■ Metinden alıntı:

::::::::

O zaman şöyle kısaca özet geçeyim:
Deus Ex: Senaryosu muhteşem, RPG öğeleri var, zamanına göre oldukça güzel grafikler ve farklı oyun sonları bulunduruyordu. Uzayda/gelecekte geçenlere pek bulaşmadım demişsin ama cyberpunk olsa da sevmesen de bir şans ver derim. Oyun tarihinin en iyilerinden birisi ne de olsa.
Clive Barker's Undying: Korku oyunlarını/filmlerini oldukça seven, en sevdiği yazarlar Lovecraft, C.A. Smith, Arthur Machen, Poe, Huysmans olan kısacası Weird fiction hayranı biri olarak Clive Barker'ın senaryosunu yazdığı bir oyunu boş geçemezdim. Çocuk denilecek yaşta oynadım ilk olarak, gündüz vakti oyunu kapatıp kendimi sokağa attığımı hatırlıyorum korkudan ki korku eşiğim oldukça yüksektir, hala da bu oyun korkutur beni. Gelmiş geçmiş en underrated oyun olabilir bence.
Jericho: Teknik sorunları boldu, heba edilmiş bir projeydi ama Clive Barker'ın hatrına oynadım ben, diğerlerinden zaman bulunduğunda veya hikayesi ilgini çekerse göz atabilirsin.

::::::::

■ Verilen kayıtlar:

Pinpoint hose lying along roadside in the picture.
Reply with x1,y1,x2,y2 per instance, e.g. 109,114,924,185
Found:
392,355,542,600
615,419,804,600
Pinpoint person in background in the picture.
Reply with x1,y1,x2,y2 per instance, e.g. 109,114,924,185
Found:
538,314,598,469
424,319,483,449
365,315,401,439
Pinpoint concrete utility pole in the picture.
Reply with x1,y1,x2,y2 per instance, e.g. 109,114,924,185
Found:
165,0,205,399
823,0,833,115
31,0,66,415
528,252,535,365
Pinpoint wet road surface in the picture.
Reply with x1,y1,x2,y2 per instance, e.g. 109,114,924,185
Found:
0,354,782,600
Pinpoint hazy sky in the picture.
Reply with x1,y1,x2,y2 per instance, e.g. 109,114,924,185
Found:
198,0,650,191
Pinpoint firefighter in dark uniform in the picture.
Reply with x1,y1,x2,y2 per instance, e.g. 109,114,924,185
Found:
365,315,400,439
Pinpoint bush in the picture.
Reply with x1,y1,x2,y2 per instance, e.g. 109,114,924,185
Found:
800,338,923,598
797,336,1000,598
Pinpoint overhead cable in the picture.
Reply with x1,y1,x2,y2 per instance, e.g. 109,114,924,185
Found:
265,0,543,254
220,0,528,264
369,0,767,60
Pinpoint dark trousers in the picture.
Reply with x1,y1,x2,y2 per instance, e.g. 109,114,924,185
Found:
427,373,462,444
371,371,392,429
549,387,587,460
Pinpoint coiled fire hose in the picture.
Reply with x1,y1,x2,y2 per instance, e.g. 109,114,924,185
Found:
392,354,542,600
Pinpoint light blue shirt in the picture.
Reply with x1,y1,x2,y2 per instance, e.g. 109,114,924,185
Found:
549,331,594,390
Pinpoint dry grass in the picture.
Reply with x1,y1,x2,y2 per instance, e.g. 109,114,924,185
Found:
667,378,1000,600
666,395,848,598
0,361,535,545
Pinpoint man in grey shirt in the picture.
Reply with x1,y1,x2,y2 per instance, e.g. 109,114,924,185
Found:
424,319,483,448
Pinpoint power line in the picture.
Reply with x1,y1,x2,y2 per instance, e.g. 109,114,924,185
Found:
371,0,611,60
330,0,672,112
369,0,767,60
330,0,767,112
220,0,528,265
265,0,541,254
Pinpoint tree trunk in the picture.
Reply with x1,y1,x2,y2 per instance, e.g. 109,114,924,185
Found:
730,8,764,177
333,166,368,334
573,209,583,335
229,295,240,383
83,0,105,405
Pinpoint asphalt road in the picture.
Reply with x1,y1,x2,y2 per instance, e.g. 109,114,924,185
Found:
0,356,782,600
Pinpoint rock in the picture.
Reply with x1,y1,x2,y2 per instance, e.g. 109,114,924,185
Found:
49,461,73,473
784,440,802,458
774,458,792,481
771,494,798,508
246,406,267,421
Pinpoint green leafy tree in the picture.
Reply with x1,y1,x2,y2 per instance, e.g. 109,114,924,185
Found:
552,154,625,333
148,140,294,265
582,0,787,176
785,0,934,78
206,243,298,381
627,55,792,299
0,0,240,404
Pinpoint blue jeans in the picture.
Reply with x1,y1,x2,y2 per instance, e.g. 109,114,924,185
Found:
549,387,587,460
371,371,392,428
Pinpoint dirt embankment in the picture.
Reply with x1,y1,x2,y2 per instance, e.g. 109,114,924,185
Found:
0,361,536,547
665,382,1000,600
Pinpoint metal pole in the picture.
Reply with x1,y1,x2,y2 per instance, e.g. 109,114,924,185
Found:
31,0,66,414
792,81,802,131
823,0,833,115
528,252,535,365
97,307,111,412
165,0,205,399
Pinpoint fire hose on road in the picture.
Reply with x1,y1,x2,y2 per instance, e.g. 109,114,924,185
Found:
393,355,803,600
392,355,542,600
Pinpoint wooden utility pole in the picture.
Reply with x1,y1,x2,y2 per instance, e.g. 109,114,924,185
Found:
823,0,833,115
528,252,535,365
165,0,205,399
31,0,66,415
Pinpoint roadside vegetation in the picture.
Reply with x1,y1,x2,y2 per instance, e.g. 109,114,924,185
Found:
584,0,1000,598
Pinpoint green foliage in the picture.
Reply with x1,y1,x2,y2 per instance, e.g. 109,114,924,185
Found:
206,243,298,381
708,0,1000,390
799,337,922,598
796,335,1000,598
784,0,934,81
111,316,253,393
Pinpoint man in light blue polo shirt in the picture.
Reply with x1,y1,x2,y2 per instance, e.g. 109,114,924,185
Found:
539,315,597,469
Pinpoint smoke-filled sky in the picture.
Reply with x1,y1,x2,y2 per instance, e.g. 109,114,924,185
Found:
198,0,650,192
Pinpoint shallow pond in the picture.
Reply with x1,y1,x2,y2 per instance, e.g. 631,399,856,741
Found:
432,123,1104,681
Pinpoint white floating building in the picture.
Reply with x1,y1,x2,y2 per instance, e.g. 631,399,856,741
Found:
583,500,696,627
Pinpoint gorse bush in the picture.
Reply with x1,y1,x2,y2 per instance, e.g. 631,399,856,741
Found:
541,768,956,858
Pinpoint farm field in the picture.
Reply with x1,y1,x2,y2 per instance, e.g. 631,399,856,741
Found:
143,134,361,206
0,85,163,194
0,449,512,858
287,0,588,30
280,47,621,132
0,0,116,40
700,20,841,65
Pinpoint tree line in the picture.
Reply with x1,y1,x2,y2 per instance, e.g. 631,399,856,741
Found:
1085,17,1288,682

::::::::

■ Verilen görev:
Oyun önerileriyle ilgili metne göre aşağıdaki cümleler doğru mu? Her birine evet ya da hayır deyin ve kararı belirleyen sözleri metinden aynen alıntılayın.
1. Deus Ex'in birden fazla oyun sonu vardır.
2. Metni yazan kişi Clive Barker's Undying'i ilk kez yetişkinken oynamıştır.
3. Jericho'nun hiç teknik sorunu yoktu.
Bu kayıtların metinle hiçbir bağı yok.

■ Görevin yanıtı:
1. Evet: "farklı oyun sonları bulunduruyordu"
2. Hayır: "Çocuk denilecek yaşta oynadım ilk olarak"
3. Hayır: "Teknik sorunları boldu"